TEXT SECTION:
- Also known as: NS
- Origin: Orange County, California
- Genres: Christian punk, hardcore punk
- Years active: 1986–1990, 1996–1997, 2011–present
- Labels: Alarma/Frontline, Broken Records
- Members: Pat Nobody; Frank Wesolek (aka "Frank Black"); Rod Reasner; Dave Schad;
- Past members: Joey Taylor; Joey Mitchell; Gene Eugene; Chris Brigandi;
- Website: www.nobodyspecial.net

= Nobody Special =

American Christian punk band

Nobody Special was a Christian punk band formed in 1986, in Orange County, California. It consisted of recordings by Pat Nobody and studio musicians Gene Eugene, Joey Mitchell, Chris Brigandi and Joey Taylor. It was a collection of songs from an earlier band Pat Nobody had started in 1980 called Immortal Youth. Immortal Youth band members were Elissa Johnson (keyboard bass) Orlando Gonzalez (drums) and Pat Nobody (guitar and vocals).

LISTED ENTRIES:

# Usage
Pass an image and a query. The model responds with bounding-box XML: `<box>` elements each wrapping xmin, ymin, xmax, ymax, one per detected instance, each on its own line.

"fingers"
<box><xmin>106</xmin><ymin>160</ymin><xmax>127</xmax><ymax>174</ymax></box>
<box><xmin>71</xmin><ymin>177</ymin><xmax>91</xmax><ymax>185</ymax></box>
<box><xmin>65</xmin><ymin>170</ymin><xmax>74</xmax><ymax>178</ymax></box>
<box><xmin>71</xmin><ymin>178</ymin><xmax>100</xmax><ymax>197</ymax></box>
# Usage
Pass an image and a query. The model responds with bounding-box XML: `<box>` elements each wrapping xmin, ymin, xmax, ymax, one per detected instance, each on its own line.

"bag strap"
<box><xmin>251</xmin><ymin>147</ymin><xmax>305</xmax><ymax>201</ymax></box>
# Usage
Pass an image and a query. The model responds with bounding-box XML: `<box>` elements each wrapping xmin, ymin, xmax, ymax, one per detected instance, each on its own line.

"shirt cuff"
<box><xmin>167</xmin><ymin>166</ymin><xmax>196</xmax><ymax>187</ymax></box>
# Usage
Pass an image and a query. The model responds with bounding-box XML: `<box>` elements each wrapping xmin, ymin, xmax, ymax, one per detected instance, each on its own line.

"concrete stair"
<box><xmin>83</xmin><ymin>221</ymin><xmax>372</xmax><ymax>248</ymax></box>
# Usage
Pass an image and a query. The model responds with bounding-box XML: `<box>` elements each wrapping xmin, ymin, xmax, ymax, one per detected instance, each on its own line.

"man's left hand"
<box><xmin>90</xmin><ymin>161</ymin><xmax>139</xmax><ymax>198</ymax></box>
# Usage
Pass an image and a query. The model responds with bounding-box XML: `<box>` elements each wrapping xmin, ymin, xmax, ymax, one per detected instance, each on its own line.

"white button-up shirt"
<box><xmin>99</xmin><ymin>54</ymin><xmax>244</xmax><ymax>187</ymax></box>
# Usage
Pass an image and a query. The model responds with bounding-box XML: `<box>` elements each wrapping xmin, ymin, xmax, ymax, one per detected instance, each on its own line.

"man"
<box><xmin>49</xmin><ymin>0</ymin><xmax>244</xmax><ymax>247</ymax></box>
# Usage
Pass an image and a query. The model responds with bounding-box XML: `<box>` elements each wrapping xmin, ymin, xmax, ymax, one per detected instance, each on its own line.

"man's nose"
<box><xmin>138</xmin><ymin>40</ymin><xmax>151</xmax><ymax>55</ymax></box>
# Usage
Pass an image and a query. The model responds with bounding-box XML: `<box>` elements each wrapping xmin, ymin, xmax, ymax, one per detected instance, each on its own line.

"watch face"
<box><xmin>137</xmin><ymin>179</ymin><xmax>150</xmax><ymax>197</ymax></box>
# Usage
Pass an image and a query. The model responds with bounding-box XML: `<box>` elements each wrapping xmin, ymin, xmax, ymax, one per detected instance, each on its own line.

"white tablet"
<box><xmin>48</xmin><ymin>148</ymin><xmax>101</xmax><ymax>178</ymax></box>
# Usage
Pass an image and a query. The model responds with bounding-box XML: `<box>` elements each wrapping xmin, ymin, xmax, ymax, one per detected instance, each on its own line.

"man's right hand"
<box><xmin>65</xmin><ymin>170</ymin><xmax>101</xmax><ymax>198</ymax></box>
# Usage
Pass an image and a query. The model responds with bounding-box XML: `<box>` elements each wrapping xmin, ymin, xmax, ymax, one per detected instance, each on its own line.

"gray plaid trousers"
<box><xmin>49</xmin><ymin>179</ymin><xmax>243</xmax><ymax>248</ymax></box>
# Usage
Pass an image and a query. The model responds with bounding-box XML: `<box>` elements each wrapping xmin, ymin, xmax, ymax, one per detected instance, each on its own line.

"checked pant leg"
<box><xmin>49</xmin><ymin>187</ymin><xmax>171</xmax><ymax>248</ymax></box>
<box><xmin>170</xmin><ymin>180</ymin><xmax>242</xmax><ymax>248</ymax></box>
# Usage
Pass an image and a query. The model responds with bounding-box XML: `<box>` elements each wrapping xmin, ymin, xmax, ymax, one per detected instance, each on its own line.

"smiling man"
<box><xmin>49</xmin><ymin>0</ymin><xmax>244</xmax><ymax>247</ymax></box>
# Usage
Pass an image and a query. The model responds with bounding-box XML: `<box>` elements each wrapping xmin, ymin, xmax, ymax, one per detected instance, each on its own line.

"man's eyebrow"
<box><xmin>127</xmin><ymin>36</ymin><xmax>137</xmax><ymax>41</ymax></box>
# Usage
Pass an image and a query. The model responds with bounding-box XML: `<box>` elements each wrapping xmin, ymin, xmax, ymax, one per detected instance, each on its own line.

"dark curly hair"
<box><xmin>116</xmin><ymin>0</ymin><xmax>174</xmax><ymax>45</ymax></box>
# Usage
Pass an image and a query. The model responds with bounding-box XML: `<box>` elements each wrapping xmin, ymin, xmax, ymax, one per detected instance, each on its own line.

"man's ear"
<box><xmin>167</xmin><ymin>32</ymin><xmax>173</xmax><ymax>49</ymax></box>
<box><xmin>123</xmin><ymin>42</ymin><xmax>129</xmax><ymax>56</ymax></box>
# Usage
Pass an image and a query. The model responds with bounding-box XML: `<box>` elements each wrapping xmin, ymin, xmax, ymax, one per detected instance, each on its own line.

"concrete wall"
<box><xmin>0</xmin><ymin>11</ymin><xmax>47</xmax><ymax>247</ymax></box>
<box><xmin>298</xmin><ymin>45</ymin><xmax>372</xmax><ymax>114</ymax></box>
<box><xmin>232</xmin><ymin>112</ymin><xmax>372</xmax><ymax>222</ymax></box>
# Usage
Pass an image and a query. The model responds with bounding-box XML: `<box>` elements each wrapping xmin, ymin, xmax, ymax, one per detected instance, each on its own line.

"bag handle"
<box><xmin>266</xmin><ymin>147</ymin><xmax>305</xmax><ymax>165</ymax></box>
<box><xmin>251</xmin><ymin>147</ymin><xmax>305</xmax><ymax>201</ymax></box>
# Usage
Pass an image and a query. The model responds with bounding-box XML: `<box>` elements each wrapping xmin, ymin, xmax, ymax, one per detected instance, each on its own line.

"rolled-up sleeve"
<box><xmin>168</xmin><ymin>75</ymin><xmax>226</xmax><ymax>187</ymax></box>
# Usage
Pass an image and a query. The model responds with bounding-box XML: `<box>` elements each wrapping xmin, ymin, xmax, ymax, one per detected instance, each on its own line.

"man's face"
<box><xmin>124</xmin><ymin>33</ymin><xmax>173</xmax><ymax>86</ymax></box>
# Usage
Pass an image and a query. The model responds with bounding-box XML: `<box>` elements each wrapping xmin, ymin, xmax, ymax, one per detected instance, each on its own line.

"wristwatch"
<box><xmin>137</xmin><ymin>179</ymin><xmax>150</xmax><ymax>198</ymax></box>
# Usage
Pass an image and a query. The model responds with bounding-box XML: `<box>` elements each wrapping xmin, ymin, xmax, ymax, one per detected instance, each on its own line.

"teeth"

TASKS TO COMPLETE:
- a) Could you reproduce the Nobody Special article from "American Christian punk" up to and including "(guitar and vocals).", replacing "studio musicians" with "session musicians"?
- b) Answer these questions about the Nobody Special article:
(i) Where did the band originate?
(ii) What is the band's website?
(iii) In what year did Pat Nobody start Immortal Youth?
The records have no connection to the Nobody Special article.

RESPONSES BY ITEM NUMBER:
- a)
American Christian punk band

Nobody Special was a Christian punk band formed in 1986, in Orange County, California. It consisted of recordings by Pat Nobody and session musicians Gene Eugene, Joey Mitchell, Chris Brigandi and Joey Taylor. It was a collection of songs from an earlier band Pat Nobody had started in 1980 called Immortal Youth. Immortal Youth band members were Elissa Johnson (keyboard bass) Orlando Gonzalez (drums) and Pat Nobody (guitar and vocals).

- b)
(i) Orange County, California
(ii) www.nobodyspecial.net
(iii) 1980